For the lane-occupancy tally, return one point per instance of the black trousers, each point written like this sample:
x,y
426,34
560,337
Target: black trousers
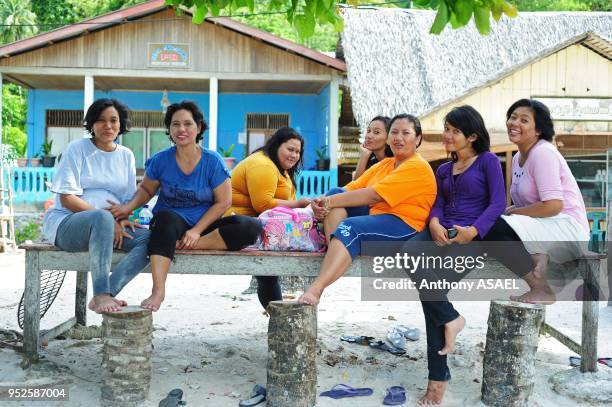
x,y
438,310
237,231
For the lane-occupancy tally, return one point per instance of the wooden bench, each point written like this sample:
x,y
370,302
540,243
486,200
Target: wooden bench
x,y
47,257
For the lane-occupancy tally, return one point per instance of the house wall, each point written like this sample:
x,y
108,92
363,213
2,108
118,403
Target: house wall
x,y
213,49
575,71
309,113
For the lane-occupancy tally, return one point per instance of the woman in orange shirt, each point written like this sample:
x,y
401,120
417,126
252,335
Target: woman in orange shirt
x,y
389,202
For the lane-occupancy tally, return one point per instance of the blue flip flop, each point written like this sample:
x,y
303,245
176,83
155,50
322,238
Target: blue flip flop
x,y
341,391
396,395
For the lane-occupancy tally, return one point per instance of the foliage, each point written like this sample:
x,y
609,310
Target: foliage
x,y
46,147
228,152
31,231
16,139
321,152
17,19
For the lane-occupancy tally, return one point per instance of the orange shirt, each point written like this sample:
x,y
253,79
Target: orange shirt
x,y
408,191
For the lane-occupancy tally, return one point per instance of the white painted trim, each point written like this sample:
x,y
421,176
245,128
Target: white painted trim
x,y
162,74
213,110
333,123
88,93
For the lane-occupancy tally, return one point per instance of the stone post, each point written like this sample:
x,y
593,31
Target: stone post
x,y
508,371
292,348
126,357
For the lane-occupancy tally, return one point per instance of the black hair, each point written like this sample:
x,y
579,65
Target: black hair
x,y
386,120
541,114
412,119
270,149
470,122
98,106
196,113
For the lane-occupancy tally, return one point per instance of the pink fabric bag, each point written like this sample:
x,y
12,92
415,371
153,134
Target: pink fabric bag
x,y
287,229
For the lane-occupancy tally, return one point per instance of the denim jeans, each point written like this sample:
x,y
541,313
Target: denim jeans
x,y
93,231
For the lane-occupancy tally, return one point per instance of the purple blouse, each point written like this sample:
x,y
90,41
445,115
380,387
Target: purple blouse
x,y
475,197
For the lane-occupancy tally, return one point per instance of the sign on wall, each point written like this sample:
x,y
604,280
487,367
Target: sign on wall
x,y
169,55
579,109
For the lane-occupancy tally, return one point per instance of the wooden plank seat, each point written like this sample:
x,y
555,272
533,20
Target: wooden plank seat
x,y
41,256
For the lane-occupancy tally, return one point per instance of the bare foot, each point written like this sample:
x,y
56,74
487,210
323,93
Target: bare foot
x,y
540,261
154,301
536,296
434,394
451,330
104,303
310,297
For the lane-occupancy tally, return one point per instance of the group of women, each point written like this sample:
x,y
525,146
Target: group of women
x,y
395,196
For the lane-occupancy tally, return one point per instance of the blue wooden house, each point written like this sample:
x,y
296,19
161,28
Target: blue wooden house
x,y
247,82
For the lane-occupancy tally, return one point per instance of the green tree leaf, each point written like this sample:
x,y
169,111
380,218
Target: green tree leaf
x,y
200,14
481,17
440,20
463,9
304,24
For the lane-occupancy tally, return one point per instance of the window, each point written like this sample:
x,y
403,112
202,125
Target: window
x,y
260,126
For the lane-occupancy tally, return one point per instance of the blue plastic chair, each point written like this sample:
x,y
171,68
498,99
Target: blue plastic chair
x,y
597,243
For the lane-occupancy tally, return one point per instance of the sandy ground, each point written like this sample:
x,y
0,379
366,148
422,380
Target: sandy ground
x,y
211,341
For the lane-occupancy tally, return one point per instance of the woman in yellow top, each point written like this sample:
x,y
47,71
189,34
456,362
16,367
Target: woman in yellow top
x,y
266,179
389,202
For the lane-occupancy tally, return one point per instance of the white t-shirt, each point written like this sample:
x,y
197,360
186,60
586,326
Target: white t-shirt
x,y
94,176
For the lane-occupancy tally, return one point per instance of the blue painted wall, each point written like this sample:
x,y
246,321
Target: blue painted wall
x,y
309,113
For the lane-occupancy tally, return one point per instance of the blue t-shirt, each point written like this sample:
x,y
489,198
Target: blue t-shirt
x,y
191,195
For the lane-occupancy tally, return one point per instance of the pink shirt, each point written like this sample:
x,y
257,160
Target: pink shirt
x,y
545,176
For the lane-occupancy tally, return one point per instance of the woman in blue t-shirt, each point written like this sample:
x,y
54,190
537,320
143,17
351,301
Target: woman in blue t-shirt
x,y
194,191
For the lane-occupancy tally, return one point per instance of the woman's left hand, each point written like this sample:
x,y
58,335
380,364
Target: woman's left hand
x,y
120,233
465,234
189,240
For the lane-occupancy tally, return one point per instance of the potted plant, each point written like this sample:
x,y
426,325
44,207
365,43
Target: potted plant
______________________________
### Set exercise
Retype all of the rows above word for word, and leave the pictures out of your copy.

### Complete answer
For the lane-occupancy tally, return one point per instance of the black trousers, each point written like this sample:
x,y
426,34
560,337
Target: black trousers
x,y
438,310
237,231
For the lane-occupancy tally, return one point per instance of the wooden bench, each point written like this sample:
x,y
370,302
540,243
486,200
Target: wooden bench
x,y
47,257
For the lane-occupancy tally, return one point per instance of the house wall, each point written like this sample:
x,y
108,92
363,213
2,108
118,403
Target: house wall
x,y
213,49
575,71
309,113
For the lane-occupancy tally, return one point per instance of the woman in orange shirt, each point written like this sample:
x,y
401,120
417,126
252,335
Target: woman in orange shirt
x,y
389,202
For the lane-occupancy tally, return one point per instance of the blue flip flop, each point written like this sample:
x,y
303,245
176,83
155,50
322,238
Target: blue flip flop
x,y
341,391
396,395
For the lane-occupancy tally, return one point per instance of the foliage, each point written like this sample:
x,y
609,310
Target: foliage
x,y
46,147
228,152
31,231
16,139
321,152
17,19
For the lane-occupancy tally, return one point per instance of the orange shirt, each point written like this sample:
x,y
253,79
Target: orange shirt
x,y
408,191
For the lane-occupancy tally, return one point per instance of the white painted trim, each point written like this sample:
x,y
421,176
245,128
Target: white painted trim
x,y
162,74
213,110
333,123
88,93
For the lane-occupancy tally, return one point per instance of the stone post, each point written like this sample:
x,y
593,31
Target: stone post
x,y
508,371
292,348
126,357
For the lane-occupancy tally, return one point per instance of the black hair, each point written like this sample:
x,y
579,65
Target: black hair
x,y
386,120
541,114
412,119
270,149
470,122
98,106
196,113
For the lane-occupancy tally, return one point per instance of the pink fabric bag, each point written like this sample:
x,y
12,92
415,371
153,134
Target: pink fabric bag
x,y
287,229
For the lane-occupancy tally, return one point per instance of the denim jeans, each point written like this sample:
x,y
541,313
Target: denim jeans
x,y
93,231
For the lane-occupancy tally, return one point per instance of the purple blouse, each point written like this sample:
x,y
90,41
445,115
380,387
Target: purple blouse
x,y
475,197
For the lane-occupancy tally, return one point per instance of the sign on wall, each point written like this sample:
x,y
604,280
487,367
Target: sign on wall
x,y
169,55
579,109
For the lane-occupancy tally, return one point per instance of the wooden plank seat, each point written like this sample:
x,y
555,272
533,20
Target: wooden plank seat
x,y
41,256
For the lane-occupancy tally, return one point per instance of the bare foot, each point written like this sample:
x,y
56,74
487,210
323,93
Target: bare foot
x,y
540,261
154,301
536,296
434,394
451,330
104,303
310,297
For the lane-occupancy tally, return one point per instance of the group of women, each point written like this sample:
x,y
525,146
Target: group of women
x,y
395,196
For the lane-occupancy tally, return one point per instance of the blue wooden house, each point written like this sample:
x,y
296,19
161,28
Target: blue wooden house
x,y
247,82
For the lane-occupancy tally, return one point per instance of the green tree leaf, each point written like this sample:
x,y
169,111
380,218
Target: green tree leaf
x,y
200,14
481,17
440,20
463,9
304,24
For the lane-occupancy tally, return one point per instance of the window, each point written like this sample:
x,y
403,112
202,125
Target: window
x,y
260,126
For the lane-occupancy tally, return one point per instance of the blue plastic chair, each point written like this sample:
x,y
171,68
498,99
Target: blue plastic chair
x,y
597,243
For the lane-occupancy tally, return one point per instance of the sandy ground, each point written like this sample:
x,y
0,379
366,148
422,380
Target: sandy ground
x,y
211,341
For the lane-occupancy tally, return one point per instance of the woman in yellow top, each point written like this sample:
x,y
47,71
189,34
456,362
16,367
Target: woman in yellow top
x,y
266,179
389,202
For the lane-occupancy tally, return one point per instance of the white t-shirt, each point written like this sample:
x,y
197,360
186,60
586,326
Target: white t-shirt
x,y
94,176
For the lane-occupancy tally, return one point per instance of the blue painted wall, each point written like this sample:
x,y
246,321
Target: blue painted wall
x,y
309,113
For the lane-occupancy tally, return one point per instance of the blue t-shirt, each point written like this sample:
x,y
489,198
Target: blue t-shirt
x,y
191,195
For the lane-occupancy tally, return one point per instance of the pink shirt, each point written like this sample:
x,y
257,160
Target: pink shirt
x,y
545,176
For the lane-occupancy tally, return one point per instance of the woman in blue t-shirt, each point written like this sample:
x,y
54,190
537,320
143,17
351,301
Target: woman in blue t-shirt
x,y
194,191
For the lane-occupancy tally, return one point per instance of the woman's left hand, each point written like this sample:
x,y
58,335
380,364
Target: woman's left hand
x,y
120,233
465,234
189,240
For the lane-occupancy tally, return one point per instance of the potted plant, each point written like this sample:
x,y
426,325
44,207
365,43
Target: potted plant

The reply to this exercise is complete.